DIRECTION:
Recast everything from the line containing "Note: point to every instance of the concrete" down to the end of the stored entries below as a JSON list of strings, with one string per line and blank lines omitted.

Stored entries:
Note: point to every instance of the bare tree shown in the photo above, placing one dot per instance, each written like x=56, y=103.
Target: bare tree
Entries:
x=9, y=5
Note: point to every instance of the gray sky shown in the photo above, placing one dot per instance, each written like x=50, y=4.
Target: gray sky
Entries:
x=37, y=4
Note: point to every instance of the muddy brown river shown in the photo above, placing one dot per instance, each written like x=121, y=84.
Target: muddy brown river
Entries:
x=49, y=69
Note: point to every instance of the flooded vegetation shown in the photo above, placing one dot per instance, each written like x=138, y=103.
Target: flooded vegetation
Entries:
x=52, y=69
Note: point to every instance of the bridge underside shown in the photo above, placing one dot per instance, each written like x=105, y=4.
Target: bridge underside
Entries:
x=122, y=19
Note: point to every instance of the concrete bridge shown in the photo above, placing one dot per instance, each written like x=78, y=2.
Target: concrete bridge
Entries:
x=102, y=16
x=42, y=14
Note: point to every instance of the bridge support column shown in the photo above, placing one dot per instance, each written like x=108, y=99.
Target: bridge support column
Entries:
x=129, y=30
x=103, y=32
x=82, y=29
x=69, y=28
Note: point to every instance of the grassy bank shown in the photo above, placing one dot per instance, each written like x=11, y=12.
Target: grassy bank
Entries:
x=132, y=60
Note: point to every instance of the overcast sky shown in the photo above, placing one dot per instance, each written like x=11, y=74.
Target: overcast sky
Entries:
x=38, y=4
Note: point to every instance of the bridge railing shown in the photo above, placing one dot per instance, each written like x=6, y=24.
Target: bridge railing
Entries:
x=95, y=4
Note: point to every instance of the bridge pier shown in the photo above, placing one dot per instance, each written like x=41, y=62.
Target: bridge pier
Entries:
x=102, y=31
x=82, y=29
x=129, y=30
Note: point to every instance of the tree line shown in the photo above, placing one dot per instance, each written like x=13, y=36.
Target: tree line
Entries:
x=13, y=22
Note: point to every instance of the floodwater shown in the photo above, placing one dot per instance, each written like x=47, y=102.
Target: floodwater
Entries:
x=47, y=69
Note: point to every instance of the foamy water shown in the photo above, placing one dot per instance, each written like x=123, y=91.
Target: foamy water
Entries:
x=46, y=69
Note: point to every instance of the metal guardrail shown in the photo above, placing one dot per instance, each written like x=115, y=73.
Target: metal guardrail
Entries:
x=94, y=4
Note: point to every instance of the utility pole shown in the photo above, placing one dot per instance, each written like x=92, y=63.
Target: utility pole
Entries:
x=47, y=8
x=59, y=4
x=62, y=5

WRITTEN RESPONSE:
[
  "Note: point to every instance of the concrete bridge shown in the photo above, placing one dot per instance, each written like x=78, y=2.",
  "Target: concrete bridge",
  "Entries:",
  "x=102, y=16",
  "x=42, y=14",
  "Note: point to every instance of the bridge support column shown in the photo above, placing one dot per instance, each written like x=108, y=99.",
  "Target: bridge support column",
  "Entries:",
  "x=129, y=30",
  "x=103, y=32",
  "x=82, y=29",
  "x=69, y=28",
  "Note: point to every instance of the grassy bank shown in the photo above, placing one dot per instance, each written like x=11, y=12.",
  "Target: grassy bank",
  "Entries:",
  "x=132, y=60",
  "Note: point to every instance of the overcast sky shown in the photo above, placing one dot per instance, each written like x=11, y=74.",
  "Target: overcast sky",
  "Entries:",
  "x=38, y=4",
  "Note: point to every instance of the bridge railing shown in the photo above, placing one dot per instance, each written like x=6, y=24.",
  "Target: bridge railing",
  "Entries:",
  "x=95, y=4",
  "Note: point to every instance of the bridge pier shown in the photo above, placing one dot per instance, each written like x=41, y=62.",
  "Target: bridge pier",
  "Entries:",
  "x=102, y=31",
  "x=82, y=29",
  "x=129, y=30",
  "Note: point to every instance of the tree line shown in the photo above, placing one dot per instance, each written like x=13, y=36.",
  "Target: tree line",
  "Entries:",
  "x=13, y=22",
  "Note: point to every instance of the floodwater shown in the photo above, placing one dot per instance, each written like x=47, y=102.",
  "Target: floodwater",
  "Entries:",
  "x=47, y=69",
  "Note: point to every instance of the foamy water shown in the photo above, placing one dot per instance, each written like x=123, y=91.",
  "Target: foamy water",
  "Entries:",
  "x=46, y=69",
  "Note: point to every instance of the metal guardrail shown in the photo above, placing one dot per instance, each written like x=115, y=73.",
  "Target: metal guardrail",
  "Entries:",
  "x=94, y=4",
  "Note: point to every instance of the utility pole shown in the photo above, placing one dot per instance, each written like x=92, y=63.",
  "Target: utility pole",
  "Entries:",
  "x=47, y=8",
  "x=59, y=4",
  "x=62, y=5"
]